[Short exercise]:
Return every line in the rows below that contains the string "pink".

[A run of rows]
- - -

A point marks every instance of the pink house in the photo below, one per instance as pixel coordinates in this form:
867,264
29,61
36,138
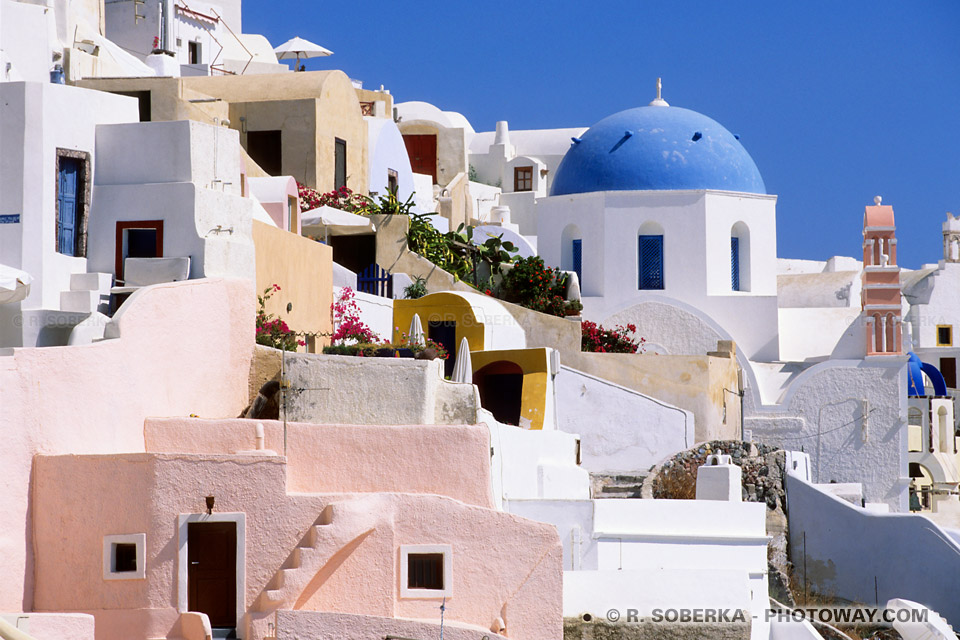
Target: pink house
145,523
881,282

- - -

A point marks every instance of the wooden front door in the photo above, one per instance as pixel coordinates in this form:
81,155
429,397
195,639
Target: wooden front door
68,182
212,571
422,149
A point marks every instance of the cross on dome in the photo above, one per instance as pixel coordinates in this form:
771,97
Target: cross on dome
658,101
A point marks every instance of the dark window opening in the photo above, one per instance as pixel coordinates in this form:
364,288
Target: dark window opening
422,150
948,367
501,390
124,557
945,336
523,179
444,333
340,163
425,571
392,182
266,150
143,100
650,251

- - -

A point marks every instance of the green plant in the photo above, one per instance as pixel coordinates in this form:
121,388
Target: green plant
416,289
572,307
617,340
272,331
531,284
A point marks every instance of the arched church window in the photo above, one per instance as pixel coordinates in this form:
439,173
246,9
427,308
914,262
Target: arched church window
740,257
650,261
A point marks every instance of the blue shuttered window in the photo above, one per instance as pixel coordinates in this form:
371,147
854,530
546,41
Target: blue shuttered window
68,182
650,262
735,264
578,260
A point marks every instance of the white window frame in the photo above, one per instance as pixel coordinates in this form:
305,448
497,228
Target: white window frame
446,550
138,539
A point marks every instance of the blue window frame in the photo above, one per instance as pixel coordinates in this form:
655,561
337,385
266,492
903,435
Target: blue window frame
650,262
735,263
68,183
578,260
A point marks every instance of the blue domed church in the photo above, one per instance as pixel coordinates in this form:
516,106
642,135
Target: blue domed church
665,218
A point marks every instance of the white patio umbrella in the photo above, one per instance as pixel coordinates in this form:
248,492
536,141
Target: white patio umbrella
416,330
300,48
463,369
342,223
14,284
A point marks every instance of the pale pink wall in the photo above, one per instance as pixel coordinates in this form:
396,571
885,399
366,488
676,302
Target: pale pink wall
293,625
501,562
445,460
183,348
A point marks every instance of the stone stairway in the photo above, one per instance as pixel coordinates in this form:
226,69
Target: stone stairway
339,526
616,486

- - -

[Worked solution]:
A point marks every instance of the pink house in the photo below, one per instance as pixel coordinates in this form:
Target: pink house
A point marks every instance of the pale pink wall in the photo above, one per instance as pixel coordinates in this form:
Target: pale pink wall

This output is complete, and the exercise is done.